THE REQUEST:
Return the complete listing that follows, with each line reproduced exactly.

:: DATA SECTION

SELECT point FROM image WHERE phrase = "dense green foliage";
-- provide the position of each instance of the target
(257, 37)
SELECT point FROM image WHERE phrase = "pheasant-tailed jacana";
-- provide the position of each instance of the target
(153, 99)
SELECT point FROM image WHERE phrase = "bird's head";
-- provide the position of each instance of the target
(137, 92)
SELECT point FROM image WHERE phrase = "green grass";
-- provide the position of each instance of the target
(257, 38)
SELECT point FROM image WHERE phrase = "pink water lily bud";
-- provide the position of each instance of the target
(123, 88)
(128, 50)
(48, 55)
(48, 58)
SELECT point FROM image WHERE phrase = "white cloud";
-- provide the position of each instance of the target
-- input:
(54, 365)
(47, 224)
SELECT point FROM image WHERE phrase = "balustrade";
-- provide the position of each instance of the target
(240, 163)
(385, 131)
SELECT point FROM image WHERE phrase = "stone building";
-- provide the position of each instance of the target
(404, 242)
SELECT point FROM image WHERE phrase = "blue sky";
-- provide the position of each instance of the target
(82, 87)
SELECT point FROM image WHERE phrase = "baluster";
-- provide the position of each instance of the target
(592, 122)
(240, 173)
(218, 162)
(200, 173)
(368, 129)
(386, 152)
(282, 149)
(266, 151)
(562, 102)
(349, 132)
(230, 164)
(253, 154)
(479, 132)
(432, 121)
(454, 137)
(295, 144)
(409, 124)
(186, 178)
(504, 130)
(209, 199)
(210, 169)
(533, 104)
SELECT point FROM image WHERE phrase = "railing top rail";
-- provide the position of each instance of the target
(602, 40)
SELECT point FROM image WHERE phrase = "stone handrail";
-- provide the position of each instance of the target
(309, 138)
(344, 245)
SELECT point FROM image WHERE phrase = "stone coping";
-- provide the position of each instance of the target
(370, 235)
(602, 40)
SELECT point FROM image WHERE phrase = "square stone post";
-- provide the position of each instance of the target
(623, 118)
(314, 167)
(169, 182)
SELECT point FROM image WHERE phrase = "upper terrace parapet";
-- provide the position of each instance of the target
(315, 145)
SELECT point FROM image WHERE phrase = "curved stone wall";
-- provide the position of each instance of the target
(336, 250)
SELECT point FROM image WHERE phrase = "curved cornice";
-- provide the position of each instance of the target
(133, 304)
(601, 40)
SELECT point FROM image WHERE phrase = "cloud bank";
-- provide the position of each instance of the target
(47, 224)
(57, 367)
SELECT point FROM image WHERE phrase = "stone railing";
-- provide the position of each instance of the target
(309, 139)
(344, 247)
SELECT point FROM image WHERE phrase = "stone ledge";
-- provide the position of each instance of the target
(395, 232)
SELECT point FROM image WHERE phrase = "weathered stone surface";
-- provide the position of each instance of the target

::::

REPLY TO THE EXERCISE:
SELECT point FROM image WHERE phrase = "dense green foliage";
-- provide the position of each instance of the target
(257, 37)
SELECT point FROM image WHERE phrase = "pheasant-tailed jacana";
-- provide the position of each instance of the target
(153, 99)
SELECT point FROM image WHERE phrase = "bird's head";
-- provide the position of each instance of the target
(137, 92)
SELECT point FROM image WHERE phrase = "green grass";
-- provide the position of each instance of the target
(257, 38)
SELECT point FROM image WHERE phrase = "pink water lily bud";
-- provide the position of each instance of the target
(123, 88)
(128, 50)
(48, 55)
(48, 58)
SELECT point FROM image WHERE phrase = "white cloud";
-- provide the position of each instance of the target
-- input:
(54, 365)
(47, 224)
SELECT point FROM image WHERE phrase = "balustrade";
-- provide the position of each instance of the target
(240, 163)
(385, 131)
SELECT point FROM image WHERE phrase = "stone building";
-- provide the position of each instance of the target
(404, 242)
SELECT point FROM image WHERE phrase = "blue sky";
-- provide the position of each instance of the target
(82, 87)
SELECT point FROM image WHERE phrase = "baluster";
-- provide the position of each instance of the target
(592, 122)
(240, 173)
(218, 162)
(200, 173)
(368, 129)
(386, 152)
(282, 149)
(266, 151)
(562, 102)
(349, 132)
(230, 164)
(253, 154)
(479, 132)
(432, 121)
(454, 137)
(295, 144)
(409, 124)
(186, 178)
(504, 130)
(209, 199)
(210, 169)
(533, 104)
SELECT point FROM image WHERE phrase = "railing top rail";
-- provide the position of each instance of the target
(602, 40)
SELECT point FROM image WHERE phrase = "stone handrail";
-- provide the position of each instance of the target
(309, 138)
(344, 245)
SELECT point FROM image WHERE phrase = "stone coping";
-- provide the position of each instance of the target
(370, 235)
(602, 40)
SELECT point FROM image WHERE phrase = "square stone post";
-- provide the position of each instance of the target
(623, 118)
(314, 167)
(169, 182)
SELECT point FROM image WHERE phrase = "upper terrace parapet";
-- provide the position of each instance of the target
(315, 145)
SELECT point FROM image WHERE phrase = "curved stone wall";
-- provide the position of each instance of the target
(336, 250)
SELECT point FROM image WHERE phrase = "curved cornice";
-- provide the position of each instance of the target
(133, 304)
(601, 40)
SELECT point FROM image WHERE phrase = "cloud bank";
-- provide the position of each instance of the target
(47, 224)
(57, 367)
SELECT point FROM image WHERE phrase = "stone railing";
-- provide the position of each instance of the target
(309, 139)
(344, 247)
SELECT point FROM image WHERE phrase = "stone ledge";
-- provide the position of each instance of the target
(395, 232)
SELECT point FROM image WHERE phrase = "weathered stone surface";
-- provide the position of each instance of the target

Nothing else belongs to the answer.